REQUIREMENT.
Make an exact copy of the lines from the one containing "You must locate the short" through the end of the records below, and leave out every picture.

----- DATASET ENTRIES

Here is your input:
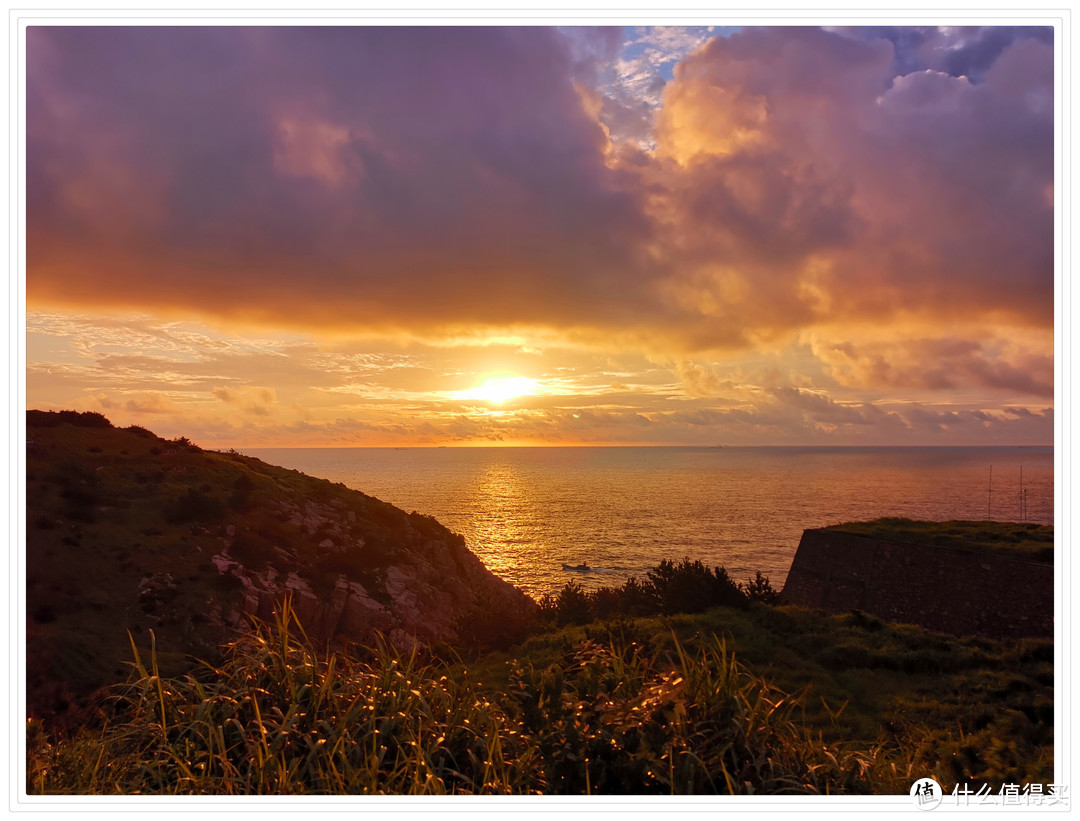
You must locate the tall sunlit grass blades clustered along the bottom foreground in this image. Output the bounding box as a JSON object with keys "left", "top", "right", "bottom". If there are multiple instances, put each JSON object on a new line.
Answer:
{"left": 27, "top": 613, "right": 902, "bottom": 794}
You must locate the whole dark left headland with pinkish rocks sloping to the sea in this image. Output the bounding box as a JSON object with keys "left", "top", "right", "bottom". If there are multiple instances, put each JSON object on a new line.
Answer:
{"left": 25, "top": 412, "right": 536, "bottom": 714}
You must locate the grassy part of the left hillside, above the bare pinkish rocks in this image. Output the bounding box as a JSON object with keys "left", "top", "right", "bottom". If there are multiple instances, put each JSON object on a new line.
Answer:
{"left": 26, "top": 412, "right": 529, "bottom": 716}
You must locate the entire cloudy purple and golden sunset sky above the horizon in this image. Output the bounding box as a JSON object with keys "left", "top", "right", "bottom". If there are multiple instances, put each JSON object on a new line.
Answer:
{"left": 25, "top": 26, "right": 1054, "bottom": 448}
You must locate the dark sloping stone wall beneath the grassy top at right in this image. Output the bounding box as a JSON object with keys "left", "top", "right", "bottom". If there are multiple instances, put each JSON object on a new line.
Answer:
{"left": 782, "top": 530, "right": 1054, "bottom": 638}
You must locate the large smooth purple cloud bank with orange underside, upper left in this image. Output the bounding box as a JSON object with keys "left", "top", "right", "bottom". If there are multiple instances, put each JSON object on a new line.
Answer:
{"left": 27, "top": 27, "right": 649, "bottom": 329}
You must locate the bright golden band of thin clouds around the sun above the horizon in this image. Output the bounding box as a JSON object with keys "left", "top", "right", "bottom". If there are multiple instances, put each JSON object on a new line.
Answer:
{"left": 27, "top": 306, "right": 1053, "bottom": 447}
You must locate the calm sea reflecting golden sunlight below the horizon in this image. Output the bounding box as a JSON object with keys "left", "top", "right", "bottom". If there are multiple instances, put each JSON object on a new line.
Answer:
{"left": 238, "top": 447, "right": 1054, "bottom": 596}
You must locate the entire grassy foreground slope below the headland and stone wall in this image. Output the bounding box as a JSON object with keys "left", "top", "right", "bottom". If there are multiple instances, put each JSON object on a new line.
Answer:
{"left": 27, "top": 604, "right": 1053, "bottom": 795}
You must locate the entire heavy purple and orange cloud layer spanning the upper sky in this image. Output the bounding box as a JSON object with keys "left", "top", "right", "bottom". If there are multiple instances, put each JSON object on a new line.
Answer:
{"left": 27, "top": 26, "right": 1053, "bottom": 415}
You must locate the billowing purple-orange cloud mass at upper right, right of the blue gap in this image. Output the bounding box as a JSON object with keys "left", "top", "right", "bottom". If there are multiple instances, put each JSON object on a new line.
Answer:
{"left": 643, "top": 28, "right": 1053, "bottom": 348}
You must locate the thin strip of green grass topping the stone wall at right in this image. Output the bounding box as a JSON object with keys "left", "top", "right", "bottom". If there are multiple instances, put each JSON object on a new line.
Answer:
{"left": 824, "top": 519, "right": 1054, "bottom": 564}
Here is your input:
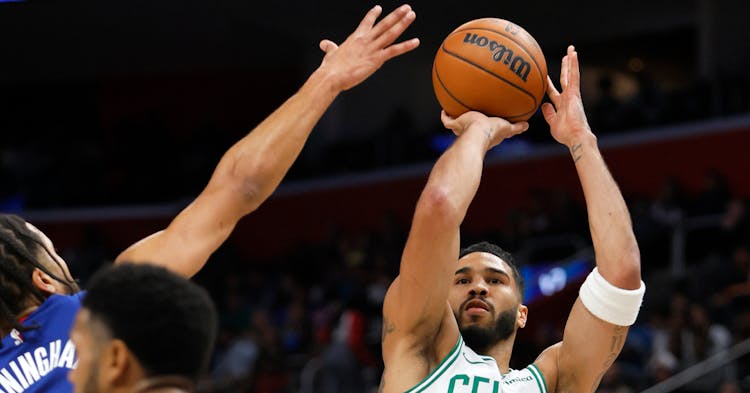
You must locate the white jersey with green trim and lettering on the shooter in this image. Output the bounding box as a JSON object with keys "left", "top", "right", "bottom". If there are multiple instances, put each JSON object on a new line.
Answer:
{"left": 406, "top": 336, "right": 547, "bottom": 393}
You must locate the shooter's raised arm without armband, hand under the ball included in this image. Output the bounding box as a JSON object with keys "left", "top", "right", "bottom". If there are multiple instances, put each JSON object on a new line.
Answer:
{"left": 382, "top": 112, "right": 528, "bottom": 391}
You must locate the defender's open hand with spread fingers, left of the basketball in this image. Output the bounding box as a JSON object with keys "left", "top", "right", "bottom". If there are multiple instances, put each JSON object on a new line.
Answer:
{"left": 320, "top": 4, "right": 419, "bottom": 91}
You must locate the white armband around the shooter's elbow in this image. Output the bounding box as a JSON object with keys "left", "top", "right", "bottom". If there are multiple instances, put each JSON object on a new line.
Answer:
{"left": 578, "top": 268, "right": 646, "bottom": 326}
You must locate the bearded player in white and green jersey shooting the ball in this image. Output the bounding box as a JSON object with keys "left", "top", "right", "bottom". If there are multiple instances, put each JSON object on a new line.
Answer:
{"left": 380, "top": 46, "right": 644, "bottom": 393}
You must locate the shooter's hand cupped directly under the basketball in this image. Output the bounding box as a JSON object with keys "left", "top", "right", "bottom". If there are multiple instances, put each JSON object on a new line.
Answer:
{"left": 440, "top": 111, "right": 529, "bottom": 150}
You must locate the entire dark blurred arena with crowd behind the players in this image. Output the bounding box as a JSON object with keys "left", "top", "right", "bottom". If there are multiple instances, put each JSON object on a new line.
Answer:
{"left": 0, "top": 0, "right": 750, "bottom": 392}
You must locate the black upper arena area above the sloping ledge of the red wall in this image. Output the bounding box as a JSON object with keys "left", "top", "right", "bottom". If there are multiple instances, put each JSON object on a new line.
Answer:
{"left": 0, "top": 0, "right": 750, "bottom": 208}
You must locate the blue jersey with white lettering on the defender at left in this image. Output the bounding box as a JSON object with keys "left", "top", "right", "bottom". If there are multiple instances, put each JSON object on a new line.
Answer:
{"left": 0, "top": 292, "right": 83, "bottom": 393}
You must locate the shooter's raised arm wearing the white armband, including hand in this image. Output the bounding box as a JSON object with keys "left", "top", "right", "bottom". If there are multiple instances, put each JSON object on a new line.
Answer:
{"left": 537, "top": 46, "right": 644, "bottom": 392}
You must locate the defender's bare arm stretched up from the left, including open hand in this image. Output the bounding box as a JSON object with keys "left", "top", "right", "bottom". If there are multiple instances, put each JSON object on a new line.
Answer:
{"left": 116, "top": 5, "right": 419, "bottom": 277}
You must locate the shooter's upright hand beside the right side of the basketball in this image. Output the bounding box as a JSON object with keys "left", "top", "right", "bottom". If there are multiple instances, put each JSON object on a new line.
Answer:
{"left": 542, "top": 45, "right": 593, "bottom": 148}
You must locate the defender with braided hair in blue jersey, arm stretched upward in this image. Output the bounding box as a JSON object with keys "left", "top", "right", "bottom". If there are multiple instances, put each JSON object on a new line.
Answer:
{"left": 0, "top": 5, "right": 419, "bottom": 392}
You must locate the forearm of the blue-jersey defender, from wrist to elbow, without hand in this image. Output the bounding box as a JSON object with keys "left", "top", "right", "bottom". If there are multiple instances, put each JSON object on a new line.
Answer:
{"left": 209, "top": 70, "right": 339, "bottom": 213}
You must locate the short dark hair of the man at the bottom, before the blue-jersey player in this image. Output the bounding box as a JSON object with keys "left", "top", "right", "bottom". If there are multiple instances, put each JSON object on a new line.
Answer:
{"left": 83, "top": 263, "right": 217, "bottom": 382}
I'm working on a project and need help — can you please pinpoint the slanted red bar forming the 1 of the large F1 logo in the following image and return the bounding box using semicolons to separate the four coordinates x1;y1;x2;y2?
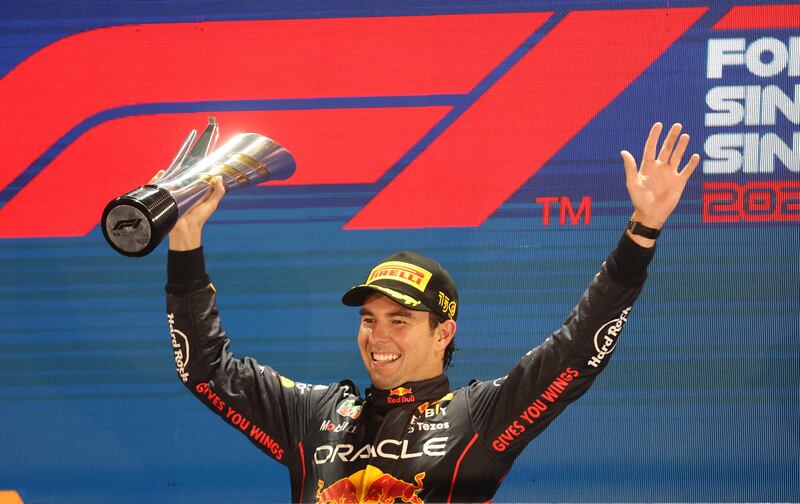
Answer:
345;8;706;229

----------

TASK RESPONSE.
You must locate the short dark hair of the man at the bottom, before the blue-jersey player in this image. Output the bounding box as a JSON object with keys "left", "top", "right", "bottom". If there are multiple instances, put each JSON object on a new line.
Answer:
{"left": 83, "top": 263, "right": 217, "bottom": 382}
I'm working on a project and need help — can you please pinpoint the slanted red bar forming the 1 of the large F1 logo in the following image and return the bounding box using semicolons to separate the four coordinates x1;y1;x2;y2?
Answer:
345;8;706;229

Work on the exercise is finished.